À ciel ouvert, Le Seuil 2007
CONTEXTE
À ciel ouvert, troisième roman de Nelly Arcan, est publié en 2007 et marque une « coupure par rapport à Putain et Folle 1 ». En effet, après deux œuvres d’autofiction, Nelly explore des formes littéraires plus classiques : la narration se fait désormais à la troisième personne et le récit, pour une plus large part fictif, est davantage dramatisé. Nelly Arcan l’auteure se distingue de ses sujets en créant des personnages avec une psyché propre et en intégrant des dialogues… En d’autres termes, elle fait vivre de nouvelles âmes. Toutefois, même si À ciel ouvert est « moins torturé, plus classique 2 » que les deux premiers romans, il est habité par les mêmes obsessions et les mêmes thématiques qui définissent l’imaginaire de l’auteure depuis ses débuts : l’image de la femme dans la société, sa réduction à son corps, sa beauté et son sexe.
1 Mélikah Abdelmoumen, « Liberté, féminité, fatalité », cyberentretien avec Nelly Arcan, Spirale, no 215, 2007, p. 34-37.
2 Idem.
Résumé
À ciel ouvert raconte l’histoire de Rose et de Julie, et de leur compétition pour l’amour d’un homme, Charles. L’action se déroule au cœur du Plateau-Mont-Royal, un quartier de Montréal « où tout le monde se croisait sans cesse 3 », entre le gym, le bar Plan B et le toit de l’immeuble où les trois personnages habitent. Les protagonistes sont issus d’un milieu que l’on pourrait qualifier de bourgeois-bohème, tous trois étant des travailleurs du secteur culturel ; Charles est photographe de mode, Rose est styliste et Julie est documentariste.
Charles vit avec Rose une histoire d’amour sereine, jusqu’au jour où il fait la rencontre de sa voisine de palier, Julie. Les deux femmes, malgré leurs apparentes différences, ont beaucoup en commun, dont un penchant immodéré pour la chirurgie plastique. Les deux personnages féminins, explique Nelly Arcan, « se ressemblent étrangement. Une femme à deux têtes. On peut dire qu’il s’agit d’une même femme dont l’une réfléchit son propre état et le monde dans lequel elle vit, par sa pensée, alors que l’autre agit dans le monde. Julie pense sa propre aliénation alors que Rose s’y engloutit, va ultimement en toucher le fond par la vaginoplastie. Julie voit et Rose montre 4 ».
= = = = =
◆ ÉNONCÉ 1
Répondez aux questions suivantes à partir de la présentation d'À ciel ouvert.
(a) En quelle année le roman a-t-il été publié ?
(b) Quel métier exerce Julie ?
(c) Dans quel quartier de Montréal l'action se déroule-t-elle ?
◆ ÉNONCÉ 2
Indiquez si chacune des affirmations suivantes concorde avec la présentation d'À ciel ouvert. Justifiez chaque réponse par une citation exacte.
(a) Dans ce roman, la narration se fait à la première personne.
(b) Charles travaille comme photographe de mode.
(c) Rose et Julie partagent un goût pour la chirurgie plastique.
◆ ÉNONCÉ 3
Rédigez la suite de la présentation d'À ciel ouvert à partir de sa dernière phrase.

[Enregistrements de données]
= = = = =
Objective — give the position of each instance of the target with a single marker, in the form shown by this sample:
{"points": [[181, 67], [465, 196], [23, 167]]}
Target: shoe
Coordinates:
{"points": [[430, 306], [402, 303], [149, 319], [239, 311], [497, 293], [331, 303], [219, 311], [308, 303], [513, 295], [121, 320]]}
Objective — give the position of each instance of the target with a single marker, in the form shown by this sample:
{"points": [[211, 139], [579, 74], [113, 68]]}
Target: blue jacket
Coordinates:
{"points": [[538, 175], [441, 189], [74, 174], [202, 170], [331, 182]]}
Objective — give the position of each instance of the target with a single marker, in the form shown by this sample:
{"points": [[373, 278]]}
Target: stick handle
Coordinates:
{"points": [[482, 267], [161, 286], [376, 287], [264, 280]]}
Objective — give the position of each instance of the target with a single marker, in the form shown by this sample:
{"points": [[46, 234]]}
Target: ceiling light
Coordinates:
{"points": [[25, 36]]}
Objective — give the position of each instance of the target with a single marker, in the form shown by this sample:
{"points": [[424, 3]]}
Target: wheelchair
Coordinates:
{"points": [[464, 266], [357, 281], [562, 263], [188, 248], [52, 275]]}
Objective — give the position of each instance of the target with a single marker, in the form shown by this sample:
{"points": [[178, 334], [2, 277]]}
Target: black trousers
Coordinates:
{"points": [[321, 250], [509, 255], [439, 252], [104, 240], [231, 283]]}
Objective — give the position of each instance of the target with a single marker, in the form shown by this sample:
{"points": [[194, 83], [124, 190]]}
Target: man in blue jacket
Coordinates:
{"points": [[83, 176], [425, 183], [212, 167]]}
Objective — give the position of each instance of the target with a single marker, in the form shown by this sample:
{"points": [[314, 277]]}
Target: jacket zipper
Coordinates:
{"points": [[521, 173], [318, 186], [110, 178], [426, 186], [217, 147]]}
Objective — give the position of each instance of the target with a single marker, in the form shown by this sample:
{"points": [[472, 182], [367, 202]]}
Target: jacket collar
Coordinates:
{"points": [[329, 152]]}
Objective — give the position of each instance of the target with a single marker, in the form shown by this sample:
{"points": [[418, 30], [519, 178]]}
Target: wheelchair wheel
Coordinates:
= = = = =
◆ RÉPONSE 1
(a) En 2007.
(b) Elle est documentariste.
(c) Au Plateau-Mont-Royal.

◆ RÉPONSE 2
(a) Non : « la narration se fait désormais à la troisième personne ».
(b) Oui : « Charles est photographe de mode ».
(c) Oui : « dont un penchant immodéré pour la chirurgie plastique ».

◆ RÉPONSE 3
Après plusieurs rencontres, Charles et Julie tombent amoureux l’un de l’autre, laissant Rose au désespoir. Cette dernière se réfugie donc dans les bras de Marc, un chirurgien esthétique fortuné. Avec l’aide involontaire de son nouveau compagnon, elle va préparer un stratagème, retransformer son corps dans l’espoir de reconquérir son amour perdu.
À ciel ouvert est une réflexion sur la beauté et l’image de soi dans une société que l’on décrit souvent comme narcissique. Le livre jette un regard acerbe sur cet idéal obsédant de beauté qui incite les gens, plus particulièrement les femmes, à se dépasser et parfois même se transformer pour rester belles et jeunes à jamais.
3 Nelly Arcan, À ciel ouvert, Paris, Seuil, « Points », 2010 [2007 pour la première édition], p. 50.
4 Mélikah Abdelmoumen, op. cit.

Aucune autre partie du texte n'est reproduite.